Raw data:
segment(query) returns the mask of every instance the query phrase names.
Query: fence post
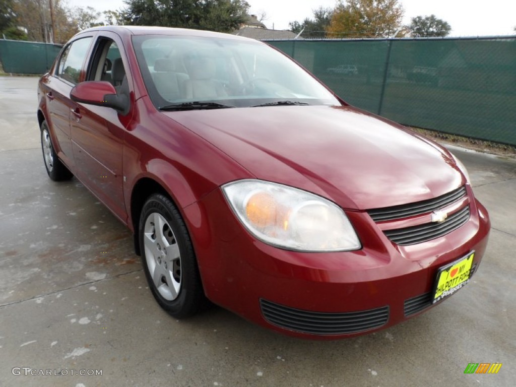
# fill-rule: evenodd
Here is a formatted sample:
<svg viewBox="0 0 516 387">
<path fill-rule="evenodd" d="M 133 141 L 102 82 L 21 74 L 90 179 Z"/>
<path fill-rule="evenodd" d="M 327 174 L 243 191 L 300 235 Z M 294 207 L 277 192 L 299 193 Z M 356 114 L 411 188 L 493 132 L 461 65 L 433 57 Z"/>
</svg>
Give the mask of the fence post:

Directive:
Put the lines above into a numbered list, leaving out any blank lines, and omit the picture from your answer.

Solution for this problem:
1. segment(query) returns the mask of every instance the query phrase names.
2. Query: fence post
3. # fill-rule: evenodd
4. Here is a formatted sample:
5. <svg viewBox="0 0 516 387">
6. <path fill-rule="evenodd" d="M 133 141 L 102 82 L 21 74 L 90 179 Z"/>
7. <path fill-rule="evenodd" d="M 327 174 L 243 191 L 300 235 Z M 294 207 L 277 192 L 299 193 Z M 356 114 L 411 188 L 493 132 L 461 65 L 433 57 Z"/>
8. </svg>
9. Give the mask of the fence post:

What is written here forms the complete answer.